** Exercise aim **
Copy the listing that follows, line for line, without a single difference.

::::

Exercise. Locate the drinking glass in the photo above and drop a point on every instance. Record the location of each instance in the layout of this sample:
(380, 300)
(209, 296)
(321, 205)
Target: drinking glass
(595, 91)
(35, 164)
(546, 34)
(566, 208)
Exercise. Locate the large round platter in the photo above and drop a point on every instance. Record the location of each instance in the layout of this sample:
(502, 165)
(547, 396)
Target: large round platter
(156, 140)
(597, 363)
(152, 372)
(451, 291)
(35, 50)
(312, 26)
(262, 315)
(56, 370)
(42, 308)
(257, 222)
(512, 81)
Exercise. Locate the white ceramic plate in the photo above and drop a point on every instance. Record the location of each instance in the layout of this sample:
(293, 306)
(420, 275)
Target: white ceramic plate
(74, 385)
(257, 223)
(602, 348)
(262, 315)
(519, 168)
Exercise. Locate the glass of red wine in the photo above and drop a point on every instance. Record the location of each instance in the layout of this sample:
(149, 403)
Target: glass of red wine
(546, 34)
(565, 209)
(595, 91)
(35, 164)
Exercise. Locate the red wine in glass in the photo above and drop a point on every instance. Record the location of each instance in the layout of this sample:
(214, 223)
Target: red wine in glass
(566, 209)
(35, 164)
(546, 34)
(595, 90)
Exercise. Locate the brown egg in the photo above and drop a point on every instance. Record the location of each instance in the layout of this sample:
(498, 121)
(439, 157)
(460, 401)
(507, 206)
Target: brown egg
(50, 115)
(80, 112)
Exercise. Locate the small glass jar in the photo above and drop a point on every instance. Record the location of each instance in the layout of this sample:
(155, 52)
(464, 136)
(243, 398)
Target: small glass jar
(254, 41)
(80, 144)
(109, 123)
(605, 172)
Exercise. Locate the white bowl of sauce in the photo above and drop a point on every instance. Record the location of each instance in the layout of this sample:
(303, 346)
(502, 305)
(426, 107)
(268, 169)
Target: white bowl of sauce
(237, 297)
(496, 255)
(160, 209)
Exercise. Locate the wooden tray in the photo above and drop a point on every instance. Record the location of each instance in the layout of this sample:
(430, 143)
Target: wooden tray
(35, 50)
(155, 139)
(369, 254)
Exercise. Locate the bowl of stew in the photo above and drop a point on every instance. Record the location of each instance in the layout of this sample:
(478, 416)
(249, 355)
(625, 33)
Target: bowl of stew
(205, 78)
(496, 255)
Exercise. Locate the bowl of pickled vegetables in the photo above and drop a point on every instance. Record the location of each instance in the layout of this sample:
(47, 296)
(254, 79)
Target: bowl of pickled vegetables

::::

** Finished exercise **
Exercise. Locate the drinking glass in the photo above and drop a point on every instance. Record the location of each instance in the layout of this sample:
(380, 300)
(209, 296)
(321, 205)
Target: drinking glass
(595, 91)
(35, 164)
(546, 34)
(566, 208)
Exercise. Locate the large round platter in the photo above and drop a point on every instance. Record the location of each instance in the layout of this sample:
(502, 165)
(547, 396)
Target: large round platter
(156, 140)
(597, 363)
(152, 372)
(451, 291)
(35, 50)
(312, 26)
(262, 315)
(56, 370)
(42, 308)
(257, 222)
(512, 81)
Exercise. Locate the white ceramic plate in the photo above and drop a point on every instance. Record the location of each instance in the layout of this sample:
(293, 306)
(420, 275)
Target: white ceramic plate
(74, 385)
(257, 223)
(602, 348)
(262, 315)
(519, 168)
Exercise. Locate the glass of red wine in the photo above and drop a point on every instance. Record the location of each instance in the layout of this sample:
(149, 403)
Target: glass of red wine
(546, 34)
(565, 209)
(595, 91)
(35, 164)
Exercise. Locate the red wine in glass in the photo above and drop a point on every instance. Record the location of each instance in the layout of this sample:
(214, 223)
Target: red wine in glass
(566, 209)
(35, 164)
(546, 34)
(595, 90)
Exercise. Locate the brown egg in the photo above and drop a point on every instance. Record the location of each instance in the layout of this sample:
(498, 121)
(439, 157)
(460, 401)
(507, 206)
Target: brown egg
(50, 115)
(80, 112)
Exercise. Locate the small glass jar in the photo above and drop a point on every instance. Record the location of each instance in the layout of this sample:
(155, 52)
(464, 136)
(243, 398)
Target: small glass jar
(254, 41)
(80, 144)
(109, 123)
(605, 172)
Exercise. Locate the white bowl of sauce in the photo above and drop a point on every instance. Record the location of each instance in the layout of this sample:
(303, 346)
(502, 305)
(426, 107)
(268, 169)
Target: white bowl of sauce
(237, 297)
(496, 255)
(160, 209)
Exercise. Locate the wooden tray in the photo above and drop a point on every instance. Record the location of each instance in the layout of this sample:
(430, 143)
Target: wooden tray
(35, 50)
(155, 139)
(369, 254)
Exercise. Locate the bowl of stew in the photo above and drop a point on every instance. Record the location of each instance in the layout of this sample:
(478, 416)
(249, 355)
(625, 33)
Target: bowl of stew
(205, 78)
(496, 255)
Exercise. Locate the bowl of pickled vegetables in the photo above and drop a point on every instance. Record the location of each instance in the layout of this sample:
(47, 296)
(254, 79)
Target: bowl of pickled vegetables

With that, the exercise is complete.